TASK DIRECTIONS: Exact reproduction, images excluded: write out the records below.

(Saved entries)
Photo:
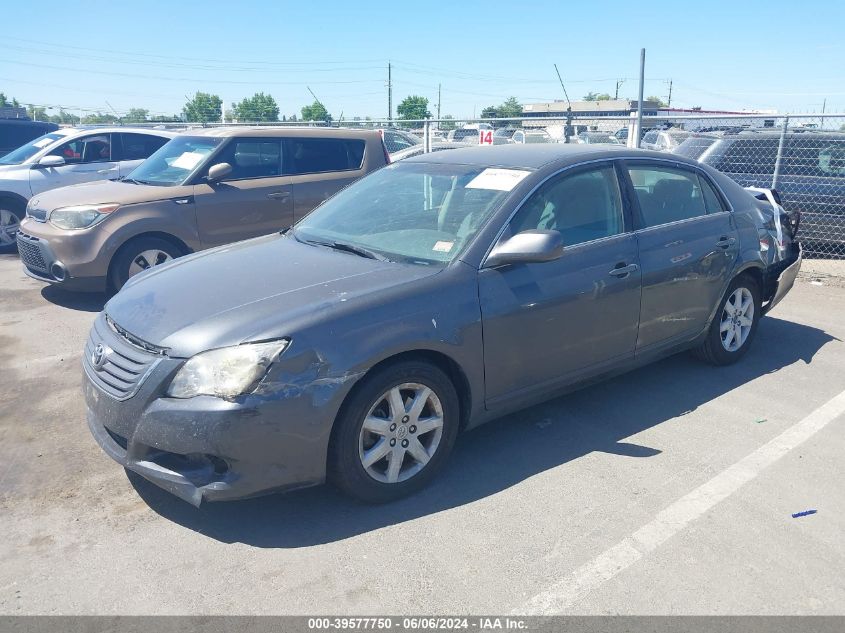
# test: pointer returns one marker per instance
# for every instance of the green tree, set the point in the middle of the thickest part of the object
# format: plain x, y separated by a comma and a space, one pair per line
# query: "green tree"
315, 112
99, 119
413, 107
37, 113
65, 117
136, 115
203, 108
259, 107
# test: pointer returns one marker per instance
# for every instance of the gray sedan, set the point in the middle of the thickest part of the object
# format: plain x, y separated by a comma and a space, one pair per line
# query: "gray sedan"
427, 298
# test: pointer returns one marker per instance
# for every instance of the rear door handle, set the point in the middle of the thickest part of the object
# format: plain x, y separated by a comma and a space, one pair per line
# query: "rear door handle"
622, 270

EXERCISE RESULT:
Photo:
# test: pointer returns one marker per instance
# for every instance of the green tree, set the point in the middle of the thickest part of the object
# format: plain x, y separated by a comma and a space, one pair per line
# query: "green tree"
315, 112
99, 119
413, 107
37, 113
65, 117
136, 115
203, 108
259, 107
# test: pointer returns one marker per instance
# for every instance of the gray sedan, set the point in the middle of the thickest part of the object
# format: plain x, y separated by a comma and a space, one pair per line
# query: "gray sedan"
427, 298
# test: pointer returns one marker per instance
# for every instance of the rear door handle, set the point in the middle of the thickest part of the object
# format: plain x, y separated by a comma and a space, one pair per line
# query: "rear door handle"
622, 270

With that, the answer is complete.